[Location identification entries]
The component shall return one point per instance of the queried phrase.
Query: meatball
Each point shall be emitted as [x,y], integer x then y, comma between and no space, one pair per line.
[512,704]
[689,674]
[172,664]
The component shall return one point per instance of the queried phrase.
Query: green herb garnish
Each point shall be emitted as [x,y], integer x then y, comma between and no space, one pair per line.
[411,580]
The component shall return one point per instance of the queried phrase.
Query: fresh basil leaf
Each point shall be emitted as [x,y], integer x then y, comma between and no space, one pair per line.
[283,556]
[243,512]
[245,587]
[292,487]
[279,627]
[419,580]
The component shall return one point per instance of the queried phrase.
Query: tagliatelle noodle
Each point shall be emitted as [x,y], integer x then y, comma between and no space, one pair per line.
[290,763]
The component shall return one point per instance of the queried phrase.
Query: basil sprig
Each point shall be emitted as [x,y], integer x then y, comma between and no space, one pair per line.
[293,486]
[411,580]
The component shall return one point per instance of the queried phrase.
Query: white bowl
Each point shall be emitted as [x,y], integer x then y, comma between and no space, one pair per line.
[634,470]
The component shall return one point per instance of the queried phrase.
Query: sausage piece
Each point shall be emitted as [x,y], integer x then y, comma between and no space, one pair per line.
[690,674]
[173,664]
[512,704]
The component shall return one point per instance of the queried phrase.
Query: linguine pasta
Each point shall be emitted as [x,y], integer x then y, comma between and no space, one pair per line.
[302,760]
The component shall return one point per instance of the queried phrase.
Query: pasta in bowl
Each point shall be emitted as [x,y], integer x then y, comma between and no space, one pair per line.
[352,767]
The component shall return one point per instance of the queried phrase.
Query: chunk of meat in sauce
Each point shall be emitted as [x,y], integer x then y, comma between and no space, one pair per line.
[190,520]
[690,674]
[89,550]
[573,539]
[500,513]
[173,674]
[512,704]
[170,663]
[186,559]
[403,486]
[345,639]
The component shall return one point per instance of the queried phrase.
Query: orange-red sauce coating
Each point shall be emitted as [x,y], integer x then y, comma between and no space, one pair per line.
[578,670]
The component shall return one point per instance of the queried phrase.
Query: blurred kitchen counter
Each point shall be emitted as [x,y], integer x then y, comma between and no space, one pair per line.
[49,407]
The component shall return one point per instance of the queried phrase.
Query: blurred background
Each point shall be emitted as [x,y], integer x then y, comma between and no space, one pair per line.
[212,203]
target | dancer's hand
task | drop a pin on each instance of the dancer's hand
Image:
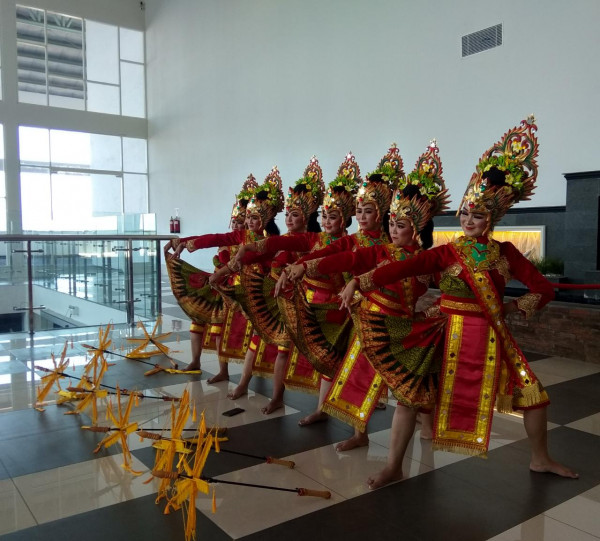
(347, 294)
(295, 272)
(180, 248)
(167, 248)
(280, 285)
(237, 260)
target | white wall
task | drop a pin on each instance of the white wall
(239, 85)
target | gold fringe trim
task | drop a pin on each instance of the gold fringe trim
(437, 445)
(262, 374)
(504, 404)
(531, 395)
(347, 418)
(302, 388)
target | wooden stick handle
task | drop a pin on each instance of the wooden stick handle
(317, 493)
(155, 370)
(149, 435)
(288, 463)
(97, 428)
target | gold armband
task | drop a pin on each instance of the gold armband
(528, 303)
(365, 282)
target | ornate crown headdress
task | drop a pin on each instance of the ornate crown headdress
(341, 191)
(308, 201)
(378, 186)
(268, 207)
(513, 157)
(243, 198)
(422, 193)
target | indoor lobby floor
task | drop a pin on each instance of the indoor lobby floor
(52, 485)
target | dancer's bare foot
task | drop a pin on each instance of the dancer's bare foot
(315, 417)
(426, 433)
(385, 477)
(426, 422)
(272, 406)
(551, 466)
(237, 392)
(358, 440)
(217, 378)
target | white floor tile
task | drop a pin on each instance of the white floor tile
(14, 514)
(559, 369)
(581, 512)
(82, 487)
(589, 424)
(543, 528)
(346, 473)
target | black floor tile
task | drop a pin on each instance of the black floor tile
(132, 520)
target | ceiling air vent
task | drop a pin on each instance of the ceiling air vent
(482, 40)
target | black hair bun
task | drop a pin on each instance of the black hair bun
(496, 176)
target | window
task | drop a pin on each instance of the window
(0, 75)
(66, 61)
(76, 181)
(2, 184)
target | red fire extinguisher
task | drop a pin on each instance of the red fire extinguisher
(176, 222)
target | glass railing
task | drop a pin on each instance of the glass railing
(63, 281)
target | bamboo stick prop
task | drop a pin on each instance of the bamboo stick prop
(125, 392)
(150, 432)
(139, 394)
(123, 428)
(268, 459)
(156, 368)
(300, 491)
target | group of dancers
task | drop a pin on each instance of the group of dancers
(339, 315)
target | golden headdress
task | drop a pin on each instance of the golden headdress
(309, 200)
(378, 186)
(341, 192)
(422, 193)
(505, 174)
(267, 199)
(243, 198)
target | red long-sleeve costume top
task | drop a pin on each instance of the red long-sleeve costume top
(290, 247)
(503, 263)
(398, 297)
(230, 241)
(349, 242)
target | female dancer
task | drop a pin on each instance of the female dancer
(258, 302)
(482, 364)
(237, 330)
(388, 315)
(337, 211)
(372, 204)
(200, 302)
(264, 205)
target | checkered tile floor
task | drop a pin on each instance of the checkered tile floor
(52, 486)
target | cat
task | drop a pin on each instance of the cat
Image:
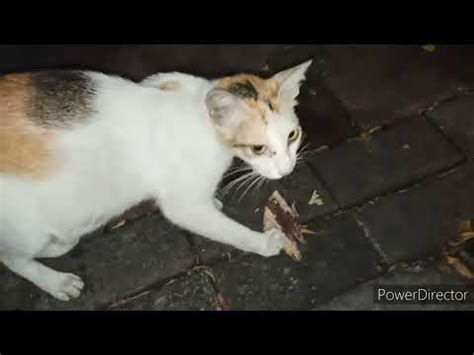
(78, 148)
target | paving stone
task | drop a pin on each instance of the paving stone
(191, 292)
(362, 169)
(415, 223)
(111, 265)
(333, 261)
(380, 83)
(456, 118)
(423, 274)
(296, 188)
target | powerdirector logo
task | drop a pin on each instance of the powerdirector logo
(424, 294)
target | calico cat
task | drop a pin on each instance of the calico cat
(78, 148)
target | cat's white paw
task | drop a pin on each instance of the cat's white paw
(65, 286)
(218, 204)
(274, 240)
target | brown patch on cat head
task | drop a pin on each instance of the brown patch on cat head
(261, 95)
(25, 147)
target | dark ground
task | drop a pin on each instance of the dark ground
(395, 130)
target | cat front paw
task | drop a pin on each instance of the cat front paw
(273, 241)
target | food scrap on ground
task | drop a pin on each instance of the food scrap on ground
(278, 214)
(315, 199)
(459, 251)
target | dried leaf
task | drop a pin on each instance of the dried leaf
(119, 224)
(459, 266)
(278, 214)
(315, 199)
(429, 47)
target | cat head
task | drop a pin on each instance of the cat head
(255, 117)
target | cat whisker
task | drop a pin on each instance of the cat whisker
(225, 189)
(259, 185)
(235, 171)
(249, 187)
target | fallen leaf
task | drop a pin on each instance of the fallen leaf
(453, 250)
(119, 224)
(315, 199)
(278, 214)
(429, 47)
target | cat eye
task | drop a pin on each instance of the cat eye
(294, 134)
(258, 149)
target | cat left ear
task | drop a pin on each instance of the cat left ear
(290, 81)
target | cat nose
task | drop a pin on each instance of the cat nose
(285, 168)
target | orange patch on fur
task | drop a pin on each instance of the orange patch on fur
(25, 149)
(267, 90)
(169, 86)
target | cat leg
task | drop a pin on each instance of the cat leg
(62, 286)
(206, 220)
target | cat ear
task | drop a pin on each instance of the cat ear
(222, 106)
(290, 80)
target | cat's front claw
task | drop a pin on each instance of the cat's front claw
(274, 240)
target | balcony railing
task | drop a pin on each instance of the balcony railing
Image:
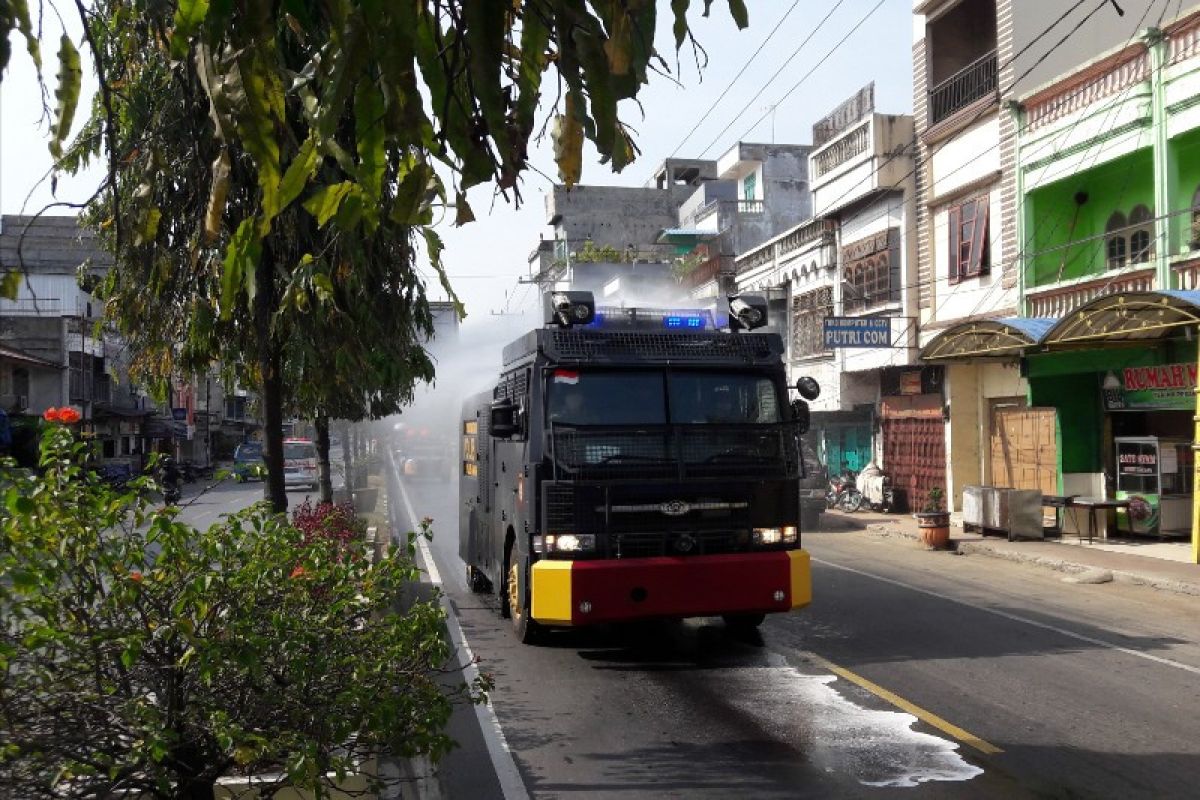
(969, 84)
(707, 271)
(99, 390)
(843, 150)
(1059, 300)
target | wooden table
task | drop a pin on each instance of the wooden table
(1059, 503)
(1093, 505)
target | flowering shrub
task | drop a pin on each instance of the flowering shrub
(142, 657)
(66, 415)
(334, 523)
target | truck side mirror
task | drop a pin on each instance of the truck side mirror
(802, 415)
(502, 420)
(808, 388)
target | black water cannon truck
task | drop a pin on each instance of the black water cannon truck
(634, 463)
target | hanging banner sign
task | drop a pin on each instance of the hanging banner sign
(857, 331)
(1163, 386)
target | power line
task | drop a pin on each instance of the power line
(763, 88)
(815, 66)
(741, 72)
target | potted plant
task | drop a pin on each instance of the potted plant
(934, 521)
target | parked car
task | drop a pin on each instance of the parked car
(247, 461)
(300, 463)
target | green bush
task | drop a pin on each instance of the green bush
(142, 657)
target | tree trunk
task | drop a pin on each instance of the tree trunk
(269, 364)
(348, 456)
(327, 482)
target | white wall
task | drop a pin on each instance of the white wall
(969, 156)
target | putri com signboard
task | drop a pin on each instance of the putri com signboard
(857, 332)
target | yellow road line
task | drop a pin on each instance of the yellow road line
(905, 705)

* What you are asked to do
Render the records as a JSON list of strings, one per line and skipping blank lines, starting with the line that holds "target | parked car" and running through the end of the records, both ends included.

* Output of the exercise
[
  "target | parked car",
  "task | drop a pin on each instance of the parked car",
  "(247, 461)",
  "(300, 463)",
  "target | green bush",
  "task | drop a pin on each instance of the green bush",
  "(142, 657)",
  "target | tree trunk",
  "task | drop a pin on each instance of the tree trunk",
  "(269, 364)",
  "(348, 456)",
  "(327, 482)",
  "target | white wall",
  "task | drop a pin on each instance of the white wall",
  "(969, 156)",
  "target | putri com signboard",
  "task | drop a pin on each instance of the putri com signboard",
  "(857, 332)",
  "target | yellow road line",
  "task | drop a pin on each instance of the yellow road line",
  "(905, 705)"
]